*Problem requirements*
Copy out, word for word and in full, the passage below about Ehsani's blocked calls to her grandmother and her eligibility for U.S. citizenship.

*Given text*
═══

She shared that one of the hardest parts has been losing regular contact with her grandmother because communication channels into Iran have effectively been shut down.
“Instead, this is how my day looked like.
I woke up to a reminder to call my grandma (I used to call her every Friday morning). I snoozed the reminder until next Friday, just like I have done for the past many years. I can’t call her like our tradition these days because there is no way to call home. All international calls to Iran are blocked, and the internet is fully shut down by the regime.”
Ehsani also reflected on her immigration journey in the United States. She revealed that after more than a decade of living in America and spending five years as a green card holder, she recently became eligible to apply for U.S. citizenship. However, she said recent executive actions targeting Iranians have left her uncertain about her future.
“I got to work and right as I opened my computer I received an email I had scheduled to send to myself 5 years ago: ‘Apply for citizenship.’ This summer marks 11 years of being in the US and 5 years of being a green card holder. I am now eligible to file for citizenship, but it doesn’t matter because an executive order was signed a few months ago that banned all Iranians from applying for any visa or citizenship.”

═══

*Dataset rows*
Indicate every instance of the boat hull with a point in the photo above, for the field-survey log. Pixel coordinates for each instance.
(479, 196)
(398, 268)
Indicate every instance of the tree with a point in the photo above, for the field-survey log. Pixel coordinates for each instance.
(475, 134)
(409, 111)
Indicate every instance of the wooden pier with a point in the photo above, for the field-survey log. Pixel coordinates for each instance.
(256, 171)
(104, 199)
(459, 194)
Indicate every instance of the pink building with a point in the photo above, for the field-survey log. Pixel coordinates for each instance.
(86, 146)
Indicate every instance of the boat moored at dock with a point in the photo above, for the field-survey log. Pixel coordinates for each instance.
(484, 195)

═══

*Reply to the task*
She shared that one of the hardest parts has been losing regular contact with her grandmother because communication channels into Iran have effectively been shut down.
“Instead, this is how my day looked like.
I woke up to a reminder to call my grandma (I used to call her every Friday morning). I snoozed the reminder until next Friday, just like I have done for the past many years. I can’t call her like our tradition these days because there is no way to call home. All international calls to Iran are blocked, and the internet is fully shut down by the regime.”
Ehsani also reflected on her immigration journey in the United States. She revealed that after more than a decade of living in America and spending five years as a green card holder, she recently became eligible to apply for U.S. citizenship. However, she said recent executive actions targeting Iranians have left her uncertain about her future.
“I got to work and right as I opened my computer I received an email I had scheduled to send to myself 5 years ago: ‘Apply for citizenship.’ This summer marks 11 years of being in the US and 5 years of being a green card holder. I am now eligible to file for citizenship, but it doesn’t matter because an executive order was signed a few months ago that banned all Iranians from applying for any visa or citizenship.”